(Source excerpt)
>> Start
You are viewing a plain text version of this content. The canonical link for it is here.
Posted to commits@tika.apache.org by ju...@apache.org on 2011/01/19 12:27:30 UTC

svn commit: r1060770 - in /tika/trunk: tika-core/src/main/java/org/apache/tika/extractor/ParserContainerExtractor.java tika-parsers/src/test/java/org/apache/tika/parser/microsoft/AbstractPOIContainerExtractionTest.java

Author: jukka
Date: Wed Jan 19 11:27:30 2011
New Revision: 1060770

URL: http://svn.apache.org/viewvc?rev=1060770&view=rev
Log:
TIKA-567: Temporary file leak in TikaInputStream

Prevent ParserContainerExtractor from leaking temporary files.
Also refactored the code a bit to simplify and clean up things.

Modified:
    tika/trunk/tika-core/src/main/java/org/apache/tika/extractor/ParserContainerExtractor.java
    tika/trunk/tika-parsers/src/test/java/org/apache/tika/parser/microsoft/AbstractPOIContainerExtractionTest.java

Modified: tika/trunk/tika-core/src/main/java/org/apache/tika/extractor/ParserContainerExtractor.java
URL: http://svn.apache.org/viewvc/tika/trunk/tika-core/src/main/java/org/apache/tika/extractor/ParserContainerExtractor.java?rev=1060770&r1=1060769&r2=1060770&view=diff
==============================================================================
--- tika/trunk/tika-core/src/main/java/org/apache/tika/extractor/ParserContainerExtractor.java (original)
>> End
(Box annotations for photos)
>> Start
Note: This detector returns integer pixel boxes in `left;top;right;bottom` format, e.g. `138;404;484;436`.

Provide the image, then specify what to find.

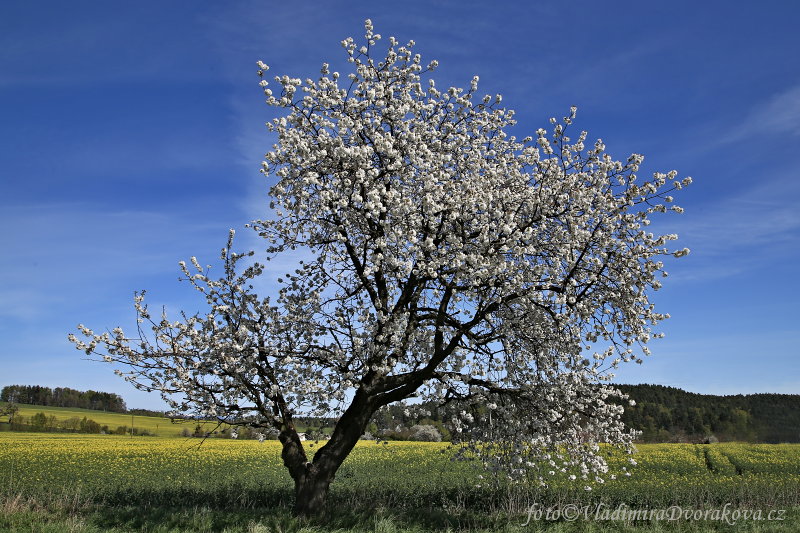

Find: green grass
0;433;800;533
0;402;222;437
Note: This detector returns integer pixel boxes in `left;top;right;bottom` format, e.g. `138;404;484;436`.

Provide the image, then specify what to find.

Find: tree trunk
294;463;333;516
278;390;376;516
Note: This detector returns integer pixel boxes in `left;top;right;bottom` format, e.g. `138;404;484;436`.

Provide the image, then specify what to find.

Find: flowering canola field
0;432;800;508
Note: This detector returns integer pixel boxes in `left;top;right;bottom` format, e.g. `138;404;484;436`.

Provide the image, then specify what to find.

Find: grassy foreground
0;433;800;533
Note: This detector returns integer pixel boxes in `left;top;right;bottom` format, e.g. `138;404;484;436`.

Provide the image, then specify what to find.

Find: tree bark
294;463;334;516
278;390;376;516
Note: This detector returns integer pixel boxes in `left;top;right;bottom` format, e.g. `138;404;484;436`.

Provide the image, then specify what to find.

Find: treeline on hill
0;385;127;413
0;385;164;416
0;385;800;443
356;385;800;443
618;385;800;443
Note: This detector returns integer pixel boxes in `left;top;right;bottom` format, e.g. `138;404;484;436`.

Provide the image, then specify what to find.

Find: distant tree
70;22;690;514
0;400;19;424
411;424;442;442
31;413;47;431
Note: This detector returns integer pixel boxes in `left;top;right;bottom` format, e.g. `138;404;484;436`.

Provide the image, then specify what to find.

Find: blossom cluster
74;21;691;482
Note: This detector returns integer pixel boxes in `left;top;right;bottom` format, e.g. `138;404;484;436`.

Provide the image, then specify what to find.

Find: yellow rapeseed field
0;432;800;507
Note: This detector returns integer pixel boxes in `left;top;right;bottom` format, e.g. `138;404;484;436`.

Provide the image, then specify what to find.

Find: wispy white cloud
656;170;800;283
717;84;800;144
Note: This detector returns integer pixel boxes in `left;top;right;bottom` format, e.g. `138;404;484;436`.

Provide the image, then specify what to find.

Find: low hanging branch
70;21;691;514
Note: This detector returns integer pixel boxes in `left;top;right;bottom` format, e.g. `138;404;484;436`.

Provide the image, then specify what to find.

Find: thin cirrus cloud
717;84;800;144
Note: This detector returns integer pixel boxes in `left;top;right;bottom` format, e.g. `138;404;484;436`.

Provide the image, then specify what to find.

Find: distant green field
0;402;222;437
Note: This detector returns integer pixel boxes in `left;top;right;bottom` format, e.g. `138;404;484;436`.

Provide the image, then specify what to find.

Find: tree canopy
72;21;691;513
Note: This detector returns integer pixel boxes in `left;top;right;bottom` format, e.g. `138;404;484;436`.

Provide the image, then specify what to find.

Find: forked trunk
278;391;376;516
294;463;333;516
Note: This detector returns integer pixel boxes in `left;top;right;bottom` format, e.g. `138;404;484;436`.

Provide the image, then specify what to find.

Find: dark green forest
0;385;800;443
619;385;800;443
0;385;127;413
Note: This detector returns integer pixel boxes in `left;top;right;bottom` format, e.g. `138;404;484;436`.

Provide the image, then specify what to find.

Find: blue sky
0;0;800;408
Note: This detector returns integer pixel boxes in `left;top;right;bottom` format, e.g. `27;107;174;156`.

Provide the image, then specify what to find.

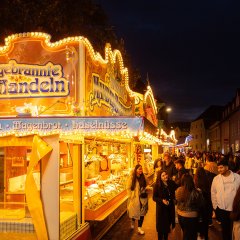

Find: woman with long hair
153;170;177;240
127;164;148;235
194;167;212;240
175;174;203;240
230;186;240;240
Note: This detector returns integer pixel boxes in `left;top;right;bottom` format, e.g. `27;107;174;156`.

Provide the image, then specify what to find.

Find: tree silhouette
0;0;139;86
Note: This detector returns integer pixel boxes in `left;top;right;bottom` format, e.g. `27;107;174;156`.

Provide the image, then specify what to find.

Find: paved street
101;191;222;240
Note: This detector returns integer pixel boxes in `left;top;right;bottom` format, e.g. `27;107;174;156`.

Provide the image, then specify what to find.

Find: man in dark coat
174;159;188;187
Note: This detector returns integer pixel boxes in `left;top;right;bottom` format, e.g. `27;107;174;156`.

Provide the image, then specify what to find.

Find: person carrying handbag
127;164;148;235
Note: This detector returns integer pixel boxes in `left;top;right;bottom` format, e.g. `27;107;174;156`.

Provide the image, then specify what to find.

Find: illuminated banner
0;60;69;99
0;117;143;135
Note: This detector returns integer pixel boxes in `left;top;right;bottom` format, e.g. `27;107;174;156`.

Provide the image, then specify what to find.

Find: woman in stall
127;164;150;235
153;170;177;240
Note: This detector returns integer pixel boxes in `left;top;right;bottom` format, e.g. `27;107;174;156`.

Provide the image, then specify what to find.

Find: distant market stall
0;33;165;239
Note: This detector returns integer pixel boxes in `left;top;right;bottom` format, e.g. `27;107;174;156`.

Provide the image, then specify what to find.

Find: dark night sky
99;0;240;121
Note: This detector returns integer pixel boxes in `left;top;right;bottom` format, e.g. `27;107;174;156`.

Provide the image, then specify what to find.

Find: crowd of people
127;152;240;240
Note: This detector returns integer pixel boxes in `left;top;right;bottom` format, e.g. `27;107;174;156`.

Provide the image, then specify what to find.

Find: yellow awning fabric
25;136;52;240
0;135;33;147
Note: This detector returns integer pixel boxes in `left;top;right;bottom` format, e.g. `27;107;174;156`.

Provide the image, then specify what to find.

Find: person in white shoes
211;156;240;240
127;164;148;235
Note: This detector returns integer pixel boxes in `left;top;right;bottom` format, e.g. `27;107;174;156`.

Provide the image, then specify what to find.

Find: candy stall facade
0;33;161;240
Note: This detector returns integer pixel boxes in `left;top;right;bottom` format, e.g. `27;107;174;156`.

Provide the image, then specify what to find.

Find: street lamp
166;107;172;112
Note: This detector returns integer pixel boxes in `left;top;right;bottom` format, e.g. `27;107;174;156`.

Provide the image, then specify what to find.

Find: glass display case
84;141;129;220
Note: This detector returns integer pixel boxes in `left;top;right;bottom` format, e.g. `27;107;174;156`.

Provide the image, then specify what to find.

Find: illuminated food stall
0;33;161;240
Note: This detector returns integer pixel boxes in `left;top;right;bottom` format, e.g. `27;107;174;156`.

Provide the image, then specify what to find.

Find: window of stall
0;146;35;232
59;141;81;239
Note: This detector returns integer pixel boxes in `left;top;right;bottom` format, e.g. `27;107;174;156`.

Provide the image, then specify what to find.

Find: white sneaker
131;221;135;229
138;227;145;235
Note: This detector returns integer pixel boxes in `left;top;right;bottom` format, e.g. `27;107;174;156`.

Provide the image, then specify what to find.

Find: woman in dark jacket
175;174;204;240
153;170;176;240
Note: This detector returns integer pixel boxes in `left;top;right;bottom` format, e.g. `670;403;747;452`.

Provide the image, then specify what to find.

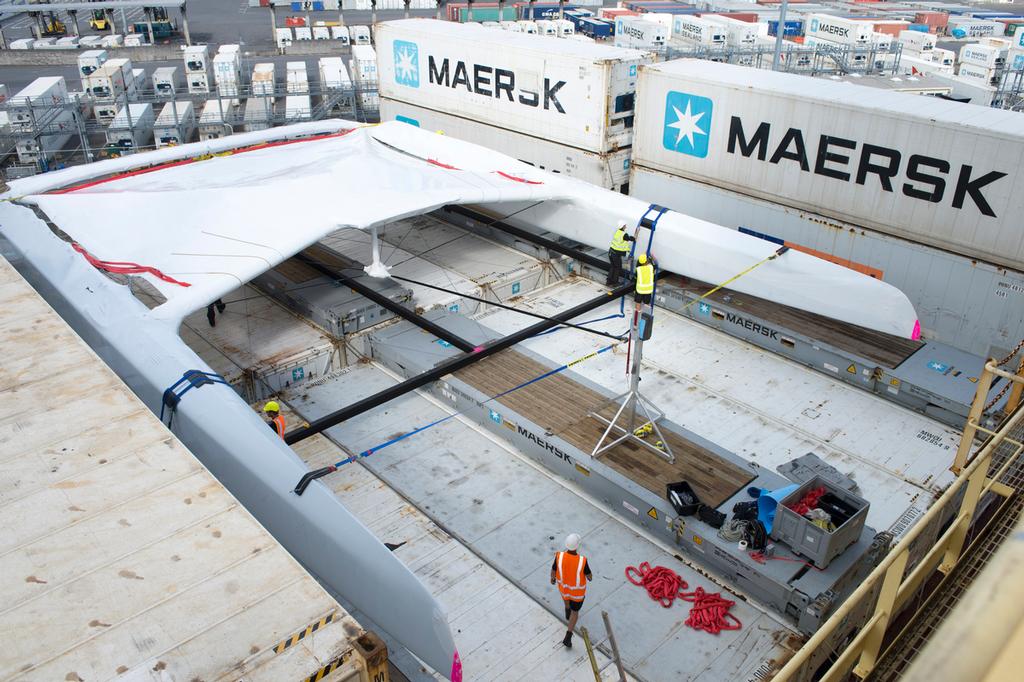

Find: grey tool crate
771;476;870;568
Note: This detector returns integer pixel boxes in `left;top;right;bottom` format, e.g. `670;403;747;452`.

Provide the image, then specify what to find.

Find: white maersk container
349;44;382;110
959;45;1007;69
252;61;275;100
701;14;768;47
899;31;936;54
534;19;558;36
285;95;313;123
633;59;1024;270
380;97;630;191
199;99;234;142
374;19;647;153
153;101;196;147
153;67;178;97
804;14;874;47
672;14;726;47
956;63;999;86
106;102;155;150
6;76;70;130
78;50;106;78
614;16;669;51
285;61;309;94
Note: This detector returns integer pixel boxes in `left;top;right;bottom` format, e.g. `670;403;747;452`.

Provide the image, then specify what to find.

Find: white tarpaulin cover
11;122;918;337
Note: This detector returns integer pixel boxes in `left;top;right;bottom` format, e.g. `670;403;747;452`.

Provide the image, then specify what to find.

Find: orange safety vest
555;552;587;601
270;415;285;438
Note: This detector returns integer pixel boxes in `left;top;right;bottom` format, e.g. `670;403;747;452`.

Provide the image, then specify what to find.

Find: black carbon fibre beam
285;283;633;445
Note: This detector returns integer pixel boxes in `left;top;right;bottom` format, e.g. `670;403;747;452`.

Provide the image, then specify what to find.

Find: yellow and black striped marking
273;613;335;655
304;649;352;682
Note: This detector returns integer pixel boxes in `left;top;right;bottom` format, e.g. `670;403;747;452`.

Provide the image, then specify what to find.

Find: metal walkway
867;413;1024;682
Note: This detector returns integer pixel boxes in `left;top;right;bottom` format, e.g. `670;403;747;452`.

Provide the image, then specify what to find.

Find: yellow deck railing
774;356;1024;682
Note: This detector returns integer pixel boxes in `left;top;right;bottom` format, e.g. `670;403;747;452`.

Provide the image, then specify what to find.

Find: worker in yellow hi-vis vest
633;253;654;310
604;220;636;287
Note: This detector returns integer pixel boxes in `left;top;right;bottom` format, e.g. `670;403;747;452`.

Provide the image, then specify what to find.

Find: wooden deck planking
456;350;754;507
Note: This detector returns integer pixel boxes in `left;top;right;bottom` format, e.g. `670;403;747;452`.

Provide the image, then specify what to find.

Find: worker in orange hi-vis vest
551;532;594;647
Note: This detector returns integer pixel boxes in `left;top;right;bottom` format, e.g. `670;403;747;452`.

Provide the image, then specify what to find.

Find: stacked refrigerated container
372;19;660;189
183;45;210;94
631;59;1024;354
153;101;196;147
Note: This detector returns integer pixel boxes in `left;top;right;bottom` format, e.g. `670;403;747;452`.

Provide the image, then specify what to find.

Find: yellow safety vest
637;263;654;294
610;229;630;252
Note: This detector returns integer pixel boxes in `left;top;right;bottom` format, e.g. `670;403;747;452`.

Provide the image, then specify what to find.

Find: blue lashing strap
160;370;230;428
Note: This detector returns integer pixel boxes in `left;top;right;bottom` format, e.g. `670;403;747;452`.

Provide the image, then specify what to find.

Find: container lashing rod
590;204;676;463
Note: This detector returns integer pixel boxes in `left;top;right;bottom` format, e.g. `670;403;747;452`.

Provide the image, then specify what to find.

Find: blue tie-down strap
160;370;230;428
752;483;799;535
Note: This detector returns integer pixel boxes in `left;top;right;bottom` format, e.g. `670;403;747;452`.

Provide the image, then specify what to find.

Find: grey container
771;476;870;568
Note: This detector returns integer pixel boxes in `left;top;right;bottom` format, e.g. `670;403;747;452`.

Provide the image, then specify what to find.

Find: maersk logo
662;91;714;159
394;40;420;88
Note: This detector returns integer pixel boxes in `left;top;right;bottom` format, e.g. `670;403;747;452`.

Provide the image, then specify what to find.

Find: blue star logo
662;91;715;159
394;40;420;88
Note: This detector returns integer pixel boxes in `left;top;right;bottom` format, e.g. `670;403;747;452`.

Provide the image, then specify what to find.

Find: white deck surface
285;372;791;682
0;258;361;681
476;279;958;531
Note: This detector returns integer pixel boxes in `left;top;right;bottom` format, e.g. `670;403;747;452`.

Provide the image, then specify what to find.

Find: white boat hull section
>> End
(Given task A)
Answer these questions from the commit notice:
(i) Who is listed as the author of the commit?
(ii) What is the new revision number?
(iii) Which issue key and title appear on the first line of the log?
(Given task B) Retype the rows starting at the first row and ending at the line that contains "0;432;800;508", including both of those lines. Leave the pictures out of your answer.

(Right answer A)
(i) jukka
(ii) 1060770
(iii) TIKA-567: Temporary file leak in TikaInputStream

(Right answer B)
Note: This detector returns integer pixel boxes in `left;top;right;bottom` format, e.g. `138;404;484;436`.

Provide the image, then specify what to find.


Find: green grass
0;433;800;533
0;402;222;437
Note: This detector returns integer pixel boxes in `left;top;right;bottom` format, e.g. `138;404;484;436`.

Provide the image, then specify what to find.

Find: tree trunk
294;463;333;516
278;390;376;516
Note: This detector returns integer pixel boxes in `left;top;right;bottom` format, e.g. `138;404;484;436`.

Provide the image, then specify what to find.

Find: flowering canola field
0;432;800;508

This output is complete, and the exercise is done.